*DIRECTION:* Could you quote the data below word for word, from its first line through the line with "81, 0, 800, 539", leaving out the pictures?

Stored data
(begin)
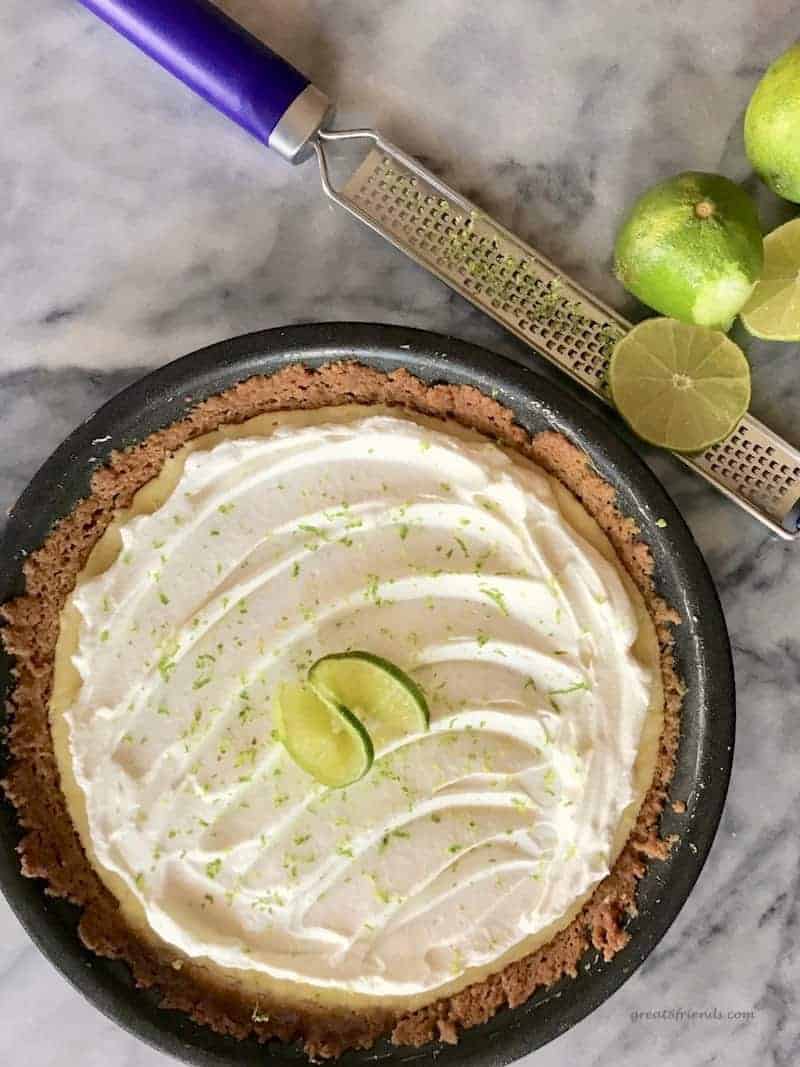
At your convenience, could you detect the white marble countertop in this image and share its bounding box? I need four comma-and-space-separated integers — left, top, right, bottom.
0, 0, 800, 1067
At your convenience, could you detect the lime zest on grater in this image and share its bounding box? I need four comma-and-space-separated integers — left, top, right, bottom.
315, 130, 800, 540
81, 0, 800, 539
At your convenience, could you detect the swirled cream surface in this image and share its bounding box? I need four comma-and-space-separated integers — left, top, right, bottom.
51, 409, 661, 1000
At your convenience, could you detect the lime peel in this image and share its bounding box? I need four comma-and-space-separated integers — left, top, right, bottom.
741, 219, 800, 341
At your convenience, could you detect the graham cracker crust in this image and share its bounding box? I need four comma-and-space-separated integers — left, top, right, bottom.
2, 362, 685, 1060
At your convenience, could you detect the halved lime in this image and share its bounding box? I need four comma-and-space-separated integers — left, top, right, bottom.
308, 652, 430, 748
608, 319, 750, 452
275, 685, 373, 789
741, 219, 800, 340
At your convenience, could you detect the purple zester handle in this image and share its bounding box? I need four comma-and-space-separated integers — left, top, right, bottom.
80, 0, 330, 162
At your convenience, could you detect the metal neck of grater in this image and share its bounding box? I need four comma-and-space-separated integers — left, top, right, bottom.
315, 130, 800, 540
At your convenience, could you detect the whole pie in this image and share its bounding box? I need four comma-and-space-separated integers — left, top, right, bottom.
5, 363, 681, 1056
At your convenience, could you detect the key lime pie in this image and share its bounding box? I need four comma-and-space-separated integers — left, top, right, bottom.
6, 364, 679, 1056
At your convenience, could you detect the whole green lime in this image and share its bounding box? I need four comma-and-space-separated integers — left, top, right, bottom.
745, 42, 800, 204
614, 171, 764, 331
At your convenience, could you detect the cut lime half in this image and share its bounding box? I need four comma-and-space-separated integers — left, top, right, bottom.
308, 652, 430, 748
275, 685, 373, 789
608, 319, 750, 452
741, 219, 800, 340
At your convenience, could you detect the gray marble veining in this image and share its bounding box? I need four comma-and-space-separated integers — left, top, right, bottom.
0, 0, 800, 1067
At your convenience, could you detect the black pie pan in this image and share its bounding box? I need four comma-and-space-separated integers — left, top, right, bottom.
0, 323, 735, 1067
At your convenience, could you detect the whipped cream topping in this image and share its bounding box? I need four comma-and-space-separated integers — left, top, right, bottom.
65, 416, 653, 997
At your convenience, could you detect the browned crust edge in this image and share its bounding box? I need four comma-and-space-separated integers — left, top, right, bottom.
2, 362, 685, 1058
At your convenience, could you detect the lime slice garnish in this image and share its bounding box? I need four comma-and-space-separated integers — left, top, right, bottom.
308, 652, 430, 748
608, 319, 750, 452
741, 219, 800, 340
275, 685, 373, 789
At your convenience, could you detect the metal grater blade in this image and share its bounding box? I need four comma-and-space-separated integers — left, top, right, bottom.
317, 130, 800, 540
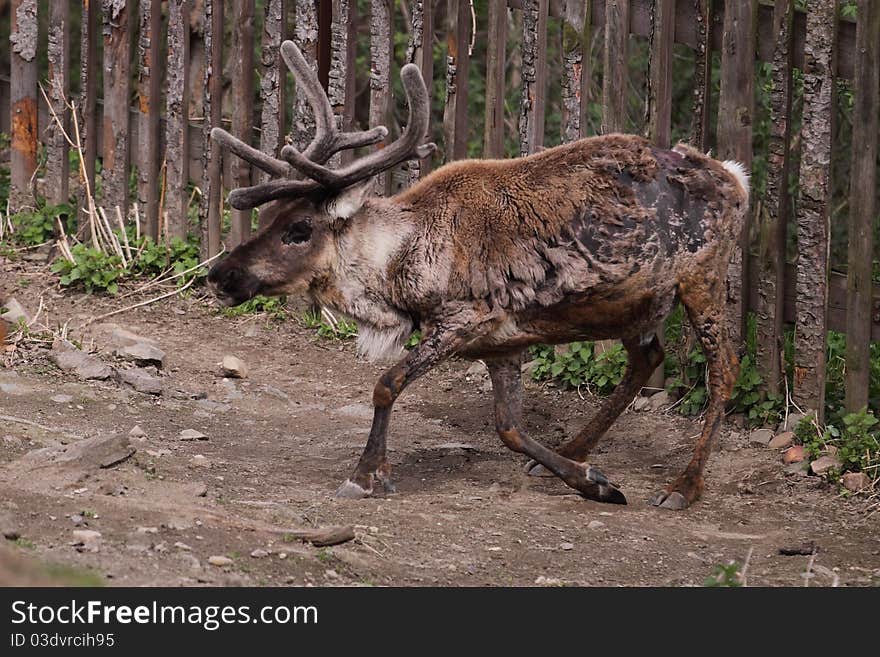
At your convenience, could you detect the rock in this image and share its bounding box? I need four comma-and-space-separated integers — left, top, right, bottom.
633, 397, 651, 411
117, 367, 162, 395
178, 429, 208, 440
437, 443, 477, 452
114, 342, 165, 367
51, 340, 113, 380
103, 324, 157, 348
19, 434, 137, 470
779, 411, 814, 432
843, 472, 872, 493
220, 356, 247, 379
521, 359, 540, 380
0, 297, 31, 326
73, 529, 101, 552
784, 461, 809, 477
208, 555, 235, 568
767, 431, 794, 449
649, 390, 672, 411
810, 456, 840, 476
749, 429, 773, 447
782, 445, 807, 464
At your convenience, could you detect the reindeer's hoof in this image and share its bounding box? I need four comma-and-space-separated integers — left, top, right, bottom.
336, 479, 373, 500
525, 459, 556, 477
578, 465, 626, 504
648, 490, 690, 511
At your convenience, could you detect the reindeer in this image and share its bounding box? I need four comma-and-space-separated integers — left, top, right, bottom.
208, 41, 749, 509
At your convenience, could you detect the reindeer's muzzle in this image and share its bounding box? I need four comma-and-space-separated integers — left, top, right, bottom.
208, 258, 260, 306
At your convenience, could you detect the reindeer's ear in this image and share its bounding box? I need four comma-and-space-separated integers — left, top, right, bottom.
327, 177, 373, 222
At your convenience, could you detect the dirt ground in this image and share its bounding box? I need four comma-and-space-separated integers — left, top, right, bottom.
0, 258, 880, 586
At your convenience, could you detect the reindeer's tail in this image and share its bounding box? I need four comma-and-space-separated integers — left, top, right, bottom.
721, 160, 749, 205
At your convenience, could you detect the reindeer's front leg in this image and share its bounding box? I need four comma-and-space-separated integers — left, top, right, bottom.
336, 326, 466, 499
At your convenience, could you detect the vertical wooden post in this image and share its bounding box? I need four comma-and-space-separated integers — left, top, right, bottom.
370, 0, 393, 196
165, 0, 189, 239
718, 0, 758, 347
682, 0, 713, 152
519, 0, 550, 155
483, 0, 507, 158
136, 0, 162, 240
406, 0, 434, 185
755, 0, 794, 393
4, 0, 38, 212
602, 0, 630, 135
100, 0, 131, 218
846, 0, 880, 413
561, 0, 592, 143
229, 0, 254, 247
443, 0, 471, 161
199, 0, 223, 260
793, 0, 837, 422
257, 0, 287, 227
327, 0, 357, 165
293, 0, 318, 151
46, 2, 70, 205
647, 0, 676, 389
77, 0, 101, 238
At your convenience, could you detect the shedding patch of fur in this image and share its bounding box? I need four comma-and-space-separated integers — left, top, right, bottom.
357, 323, 412, 363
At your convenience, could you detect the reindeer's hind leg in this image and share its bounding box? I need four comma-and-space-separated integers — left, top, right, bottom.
649, 276, 739, 510
486, 354, 626, 504
526, 334, 663, 476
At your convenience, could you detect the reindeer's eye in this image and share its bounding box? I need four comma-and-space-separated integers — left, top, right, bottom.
281, 221, 312, 244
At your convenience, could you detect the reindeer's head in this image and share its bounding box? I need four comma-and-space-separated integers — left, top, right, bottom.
208, 41, 435, 305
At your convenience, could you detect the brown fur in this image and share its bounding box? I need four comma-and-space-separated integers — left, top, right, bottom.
209, 135, 748, 508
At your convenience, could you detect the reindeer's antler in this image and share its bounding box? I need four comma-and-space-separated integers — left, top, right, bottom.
211, 41, 436, 210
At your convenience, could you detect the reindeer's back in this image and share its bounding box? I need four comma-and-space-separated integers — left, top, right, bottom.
398, 135, 742, 309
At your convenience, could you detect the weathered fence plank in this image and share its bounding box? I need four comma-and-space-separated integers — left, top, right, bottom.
755, 0, 794, 393
327, 0, 357, 165
692, 0, 713, 151
793, 0, 837, 422
255, 0, 287, 226
100, 0, 132, 217
77, 0, 101, 238
45, 2, 70, 205
370, 0, 393, 196
646, 0, 675, 148
483, 0, 507, 158
562, 0, 591, 143
137, 0, 162, 240
229, 0, 254, 247
602, 0, 630, 135
646, 0, 675, 388
292, 0, 318, 150
199, 0, 223, 260
519, 0, 550, 155
406, 0, 434, 185
443, 0, 471, 160
718, 0, 757, 345
4, 0, 38, 212
165, 0, 189, 239
846, 0, 880, 413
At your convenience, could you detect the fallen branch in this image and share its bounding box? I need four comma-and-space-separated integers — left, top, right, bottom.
276, 525, 354, 547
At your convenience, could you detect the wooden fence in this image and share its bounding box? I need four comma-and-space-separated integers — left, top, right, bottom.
0, 0, 880, 414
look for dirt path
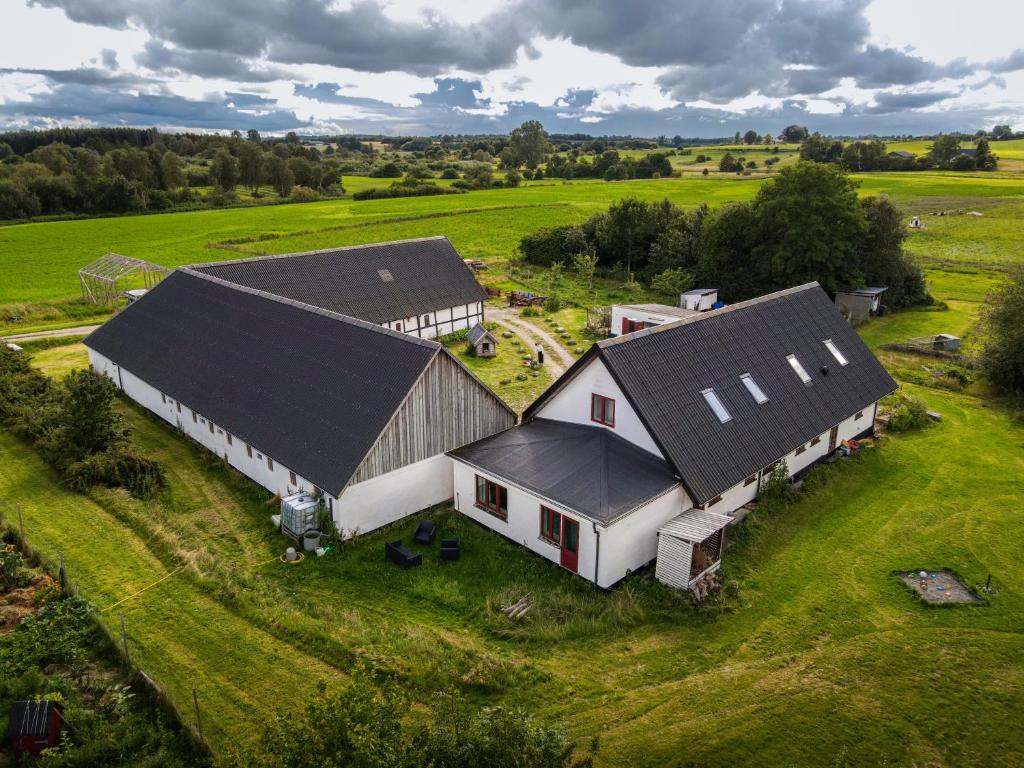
(end)
*TASK ANSWER:*
At your convenience, could you detect the white marble countertop in this image and share its bounding box? I need four comma-and-space-separated integers — left, top, right, bottom.
0, 0, 800, 1067
At your convenience, could you detect the lime zest on grater in this image and share its bounding box? I need four comma-and-space-separated integers — left, top, right, bottom.
315, 130, 800, 540
81, 0, 800, 539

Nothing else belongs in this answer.